I mercati, come sempre premonitori, stanno fiutando uno scenario se non di pace, almeno di armistizio, almeno nel breve, passaggio fondamentale per un accordo più ampio e duraturo.
Con i rialzi di ieri, ormai tutti i listini hanno recuperato le quotazioni del 23 febbraio, il giorno precedente lo scoppio del conflitto: solo il nostro indice MIB, nonostante il + 2,41% di ieri, rimane in territorio negativo, con un 2,49% da recuperare. Un discorso a parte lo merita Hong Kong, il cui gap rimane ancora di oltre il 7%. Lì le cause vanno ricercate, infatti, oltre che in alcune difficili situazioni societarie (il caso Evergrande, per esempio, che coinvolge però un po’ tutto il settore immobiliare, non è ancora risolto), ma anche nella recrudescenza della pandemia: non dimentichiamo che la piazza finanziaria più importante dell’area è a pochi km da Shenzen, distretto economico e tecnologico molto importante per il gigante orientale, colpita ancora recentemente dal lockdown. Come pure Shanghai, altra metropoli che proprio in questi giornata vede circa metà della popolazione costretta a rimanere chiusa in casa. Per far capire quanto possano pesare le chiusure non solo sulla Cina ma anche sull’economia globale, credo che un dato possa dire molto di più di tante parole: si calcola che il lockdown della più popolosa area cinese faccia diminuire la domanda di petrolio a livello globale di oltre il 4%.
Come detto poco sopra, ieri giornata molto positiva per gli indici mondiali. Quarta seduta consecutiva in positivo per il mercato USA, con il Nasdaq a + 1,68%, il Dow Jones a + 0,97% e lo S&P a + 1,23%. La mattinata asiatica prosegue sulla stessa falsariga: solo il Nikkei chiude in negativo (– 0,80%), a causa anche del rafforzamento dello yen, fatto che penalizza le esportazioni, mentre Shanghai si appresta a chiudere a + 1,80%. Ancora meglio Hong Kong, che tocca il + 2%.
Prendono fiato i futures, appena sotto la pari in Europa ma vicino a quella soglia negli USA.
Torna a salire il petrolio, con il WTI che si “riappropria” dei $ 105 (a 106,20, + 1.9%).
Gas naturale a $ 5,331, – 0,15%.
“Respira” l’oro, a $ 1.929 (+ 0,53%).
Spread a 147 bp, con il BTP che scende dai massimi di periodo del 2,10%, riapprocciando il 2,05%.
-=-=-
*Cosa fare:*
Secondo l'estratto sui mercati finanziari, di quanto si calcola che il lockdown della più popolosa area cinese faccia diminuire la domanda globale di petrolio? I record non hanno alcun legame con l'estratto.
-=-=-
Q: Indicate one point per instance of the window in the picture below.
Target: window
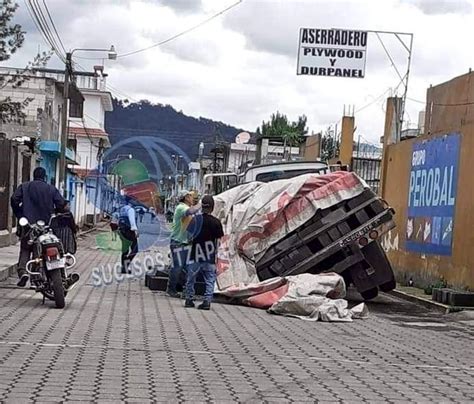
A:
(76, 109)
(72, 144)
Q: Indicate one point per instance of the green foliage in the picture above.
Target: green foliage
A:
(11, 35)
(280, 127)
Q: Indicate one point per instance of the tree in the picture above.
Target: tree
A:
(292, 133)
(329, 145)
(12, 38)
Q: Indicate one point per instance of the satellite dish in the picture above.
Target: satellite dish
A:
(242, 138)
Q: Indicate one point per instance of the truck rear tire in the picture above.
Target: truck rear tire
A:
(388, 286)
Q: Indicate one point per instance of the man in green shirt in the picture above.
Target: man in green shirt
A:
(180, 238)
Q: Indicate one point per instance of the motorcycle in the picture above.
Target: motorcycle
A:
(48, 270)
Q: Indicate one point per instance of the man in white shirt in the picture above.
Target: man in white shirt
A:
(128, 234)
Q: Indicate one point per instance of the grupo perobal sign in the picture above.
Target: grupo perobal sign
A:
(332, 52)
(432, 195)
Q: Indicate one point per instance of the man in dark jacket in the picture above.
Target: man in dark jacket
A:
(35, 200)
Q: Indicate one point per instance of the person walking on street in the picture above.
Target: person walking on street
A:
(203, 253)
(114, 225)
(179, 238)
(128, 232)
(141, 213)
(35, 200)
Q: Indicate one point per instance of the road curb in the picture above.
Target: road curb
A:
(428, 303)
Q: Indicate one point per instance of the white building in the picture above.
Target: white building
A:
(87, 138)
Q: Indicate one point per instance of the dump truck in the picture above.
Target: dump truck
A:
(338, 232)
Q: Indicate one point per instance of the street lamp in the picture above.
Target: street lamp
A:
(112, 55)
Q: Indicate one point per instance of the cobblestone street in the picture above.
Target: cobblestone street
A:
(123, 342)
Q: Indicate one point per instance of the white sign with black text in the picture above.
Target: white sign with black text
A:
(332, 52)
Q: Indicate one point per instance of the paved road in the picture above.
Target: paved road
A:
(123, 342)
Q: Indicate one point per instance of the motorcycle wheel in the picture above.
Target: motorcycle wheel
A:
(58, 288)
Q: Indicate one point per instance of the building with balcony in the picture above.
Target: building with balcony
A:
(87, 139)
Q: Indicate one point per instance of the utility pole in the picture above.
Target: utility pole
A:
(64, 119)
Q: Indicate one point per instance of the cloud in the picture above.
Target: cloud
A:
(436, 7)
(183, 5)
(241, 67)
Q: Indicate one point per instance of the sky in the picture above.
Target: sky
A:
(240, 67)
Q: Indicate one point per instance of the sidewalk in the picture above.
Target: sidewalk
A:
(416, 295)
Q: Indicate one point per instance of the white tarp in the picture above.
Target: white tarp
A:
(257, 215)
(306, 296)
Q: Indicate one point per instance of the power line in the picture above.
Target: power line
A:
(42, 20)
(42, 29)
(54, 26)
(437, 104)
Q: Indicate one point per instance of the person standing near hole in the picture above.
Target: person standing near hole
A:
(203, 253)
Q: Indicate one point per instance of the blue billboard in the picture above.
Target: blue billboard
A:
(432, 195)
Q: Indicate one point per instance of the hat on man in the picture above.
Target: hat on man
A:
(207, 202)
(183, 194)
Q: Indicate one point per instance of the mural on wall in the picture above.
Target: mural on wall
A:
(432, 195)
-=-=-
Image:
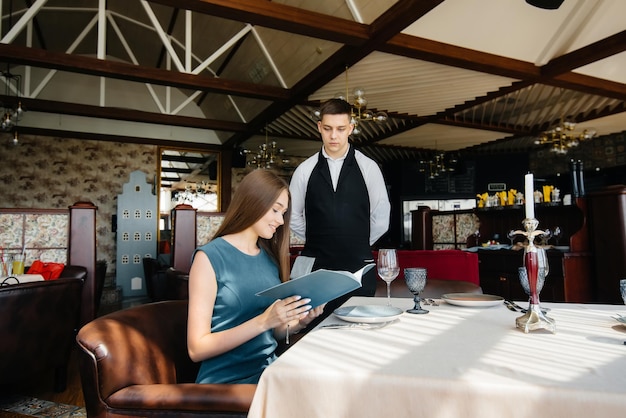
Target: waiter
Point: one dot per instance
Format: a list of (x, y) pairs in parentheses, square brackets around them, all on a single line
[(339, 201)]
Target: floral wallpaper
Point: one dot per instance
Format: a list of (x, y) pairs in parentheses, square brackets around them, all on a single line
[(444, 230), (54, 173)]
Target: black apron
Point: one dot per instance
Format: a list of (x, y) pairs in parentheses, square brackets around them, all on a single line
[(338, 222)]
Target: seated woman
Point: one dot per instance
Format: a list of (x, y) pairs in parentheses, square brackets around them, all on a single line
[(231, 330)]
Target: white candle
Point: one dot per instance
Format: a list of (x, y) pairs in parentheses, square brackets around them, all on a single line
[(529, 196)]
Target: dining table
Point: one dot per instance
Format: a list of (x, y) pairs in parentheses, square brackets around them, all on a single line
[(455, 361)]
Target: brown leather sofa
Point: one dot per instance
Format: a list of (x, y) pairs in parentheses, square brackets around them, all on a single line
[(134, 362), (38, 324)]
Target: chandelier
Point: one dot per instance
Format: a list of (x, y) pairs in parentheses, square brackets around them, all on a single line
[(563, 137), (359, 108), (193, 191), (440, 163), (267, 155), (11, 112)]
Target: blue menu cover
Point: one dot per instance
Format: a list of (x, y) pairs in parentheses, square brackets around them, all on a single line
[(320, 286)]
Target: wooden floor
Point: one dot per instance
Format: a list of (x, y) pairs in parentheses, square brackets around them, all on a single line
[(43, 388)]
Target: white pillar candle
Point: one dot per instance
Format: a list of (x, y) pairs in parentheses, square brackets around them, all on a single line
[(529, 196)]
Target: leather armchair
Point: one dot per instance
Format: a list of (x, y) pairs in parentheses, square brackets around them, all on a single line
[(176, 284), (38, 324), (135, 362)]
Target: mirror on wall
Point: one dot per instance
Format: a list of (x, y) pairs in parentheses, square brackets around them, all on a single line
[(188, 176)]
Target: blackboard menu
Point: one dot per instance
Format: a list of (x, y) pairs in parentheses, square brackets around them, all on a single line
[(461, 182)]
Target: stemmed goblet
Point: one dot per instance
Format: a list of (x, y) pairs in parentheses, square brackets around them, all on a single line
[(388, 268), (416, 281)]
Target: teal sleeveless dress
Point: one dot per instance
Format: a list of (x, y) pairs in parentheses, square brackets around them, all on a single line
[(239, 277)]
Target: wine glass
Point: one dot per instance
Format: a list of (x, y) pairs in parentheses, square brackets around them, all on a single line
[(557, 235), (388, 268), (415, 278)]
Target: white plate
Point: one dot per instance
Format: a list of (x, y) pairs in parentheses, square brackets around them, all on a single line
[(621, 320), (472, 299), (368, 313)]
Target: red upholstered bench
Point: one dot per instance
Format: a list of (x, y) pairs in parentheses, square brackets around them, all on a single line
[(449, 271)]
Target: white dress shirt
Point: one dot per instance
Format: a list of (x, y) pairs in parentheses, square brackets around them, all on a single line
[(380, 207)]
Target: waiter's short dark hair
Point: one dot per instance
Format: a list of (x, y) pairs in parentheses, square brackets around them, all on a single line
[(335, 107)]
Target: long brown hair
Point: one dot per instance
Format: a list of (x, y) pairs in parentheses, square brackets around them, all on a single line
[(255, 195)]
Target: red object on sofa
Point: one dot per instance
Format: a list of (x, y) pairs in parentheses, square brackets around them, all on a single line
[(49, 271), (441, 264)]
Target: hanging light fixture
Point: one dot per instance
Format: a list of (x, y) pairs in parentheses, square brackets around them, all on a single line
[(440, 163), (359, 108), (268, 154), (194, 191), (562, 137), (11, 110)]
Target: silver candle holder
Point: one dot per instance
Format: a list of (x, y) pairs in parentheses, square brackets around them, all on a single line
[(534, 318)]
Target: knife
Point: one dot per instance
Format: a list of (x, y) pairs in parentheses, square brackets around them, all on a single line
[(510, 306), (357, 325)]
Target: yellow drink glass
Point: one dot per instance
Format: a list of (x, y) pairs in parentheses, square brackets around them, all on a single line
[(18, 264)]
-=-=-
*Spazio risposta:*
Di oltre il 4%.